(Direction 1): In the Holy Island post, where did the writer find a female Goldfinch building a nest?

(Passage given):
╔══
Sunday, May 27, 2007

Top - Northern Marsh Orchid, Holy Island.
Centre - Cowslips and Northern Marsh Orchids in dune slack, Holy Island.
Bottom - Holy Island Castle and village from the north dunes. Click on the picture for larger image.

Today began with heavy rain and a light NW -NE breeze. Later on it was sunny with a strong NE6 blowing.

I started the day with high hopes of a good bird being grounded on Holy Island. Unfortunately it took me a couple of hours to find that there were no migrants let alone good ones on the island. The only pics today to brighten things were of the orchids in the dunes.

On my way back south I stopped at Monks House Pool and Newton Pool. Nothing much to report from either of these though I did find a Goldfinches nest with the female building at Newton.
╚══
[Point annotation dataset entries]
╔══
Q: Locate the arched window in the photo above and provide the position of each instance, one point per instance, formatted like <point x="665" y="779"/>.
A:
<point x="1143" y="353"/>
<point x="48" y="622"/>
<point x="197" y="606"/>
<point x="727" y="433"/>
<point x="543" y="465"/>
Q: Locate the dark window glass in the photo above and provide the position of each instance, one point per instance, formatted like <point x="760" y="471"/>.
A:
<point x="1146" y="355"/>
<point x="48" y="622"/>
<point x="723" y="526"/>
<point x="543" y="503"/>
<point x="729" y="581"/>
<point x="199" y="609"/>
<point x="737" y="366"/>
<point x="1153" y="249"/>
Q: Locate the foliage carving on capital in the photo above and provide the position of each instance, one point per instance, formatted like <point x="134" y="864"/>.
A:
╚══
(Direction 2): Can you reproduce the entries word for word, starting at the line that contains "Q: Locate the foliage" and ending at the last line of the entries?

(Written response 1): At Newton.

(Written response 2):
Q: Locate the foliage carving on capital in the photo above and provide the position of each instance, one point per instance, formatted like <point x="134" y="864"/>.
A:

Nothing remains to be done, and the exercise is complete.